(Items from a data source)
* Begin *

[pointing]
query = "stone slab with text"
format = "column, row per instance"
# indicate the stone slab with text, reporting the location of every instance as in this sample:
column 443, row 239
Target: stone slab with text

* End *

Put every line of the entries above into a numbered list, leaving out any blank lines.

1. [pointing]
2. query = "stone slab with text"
3. format = "column, row per instance"
4. # indicate the stone slab with text, reporting the location of every instance as in this sample:
5. column 443, row 239
6. Target: stone slab with text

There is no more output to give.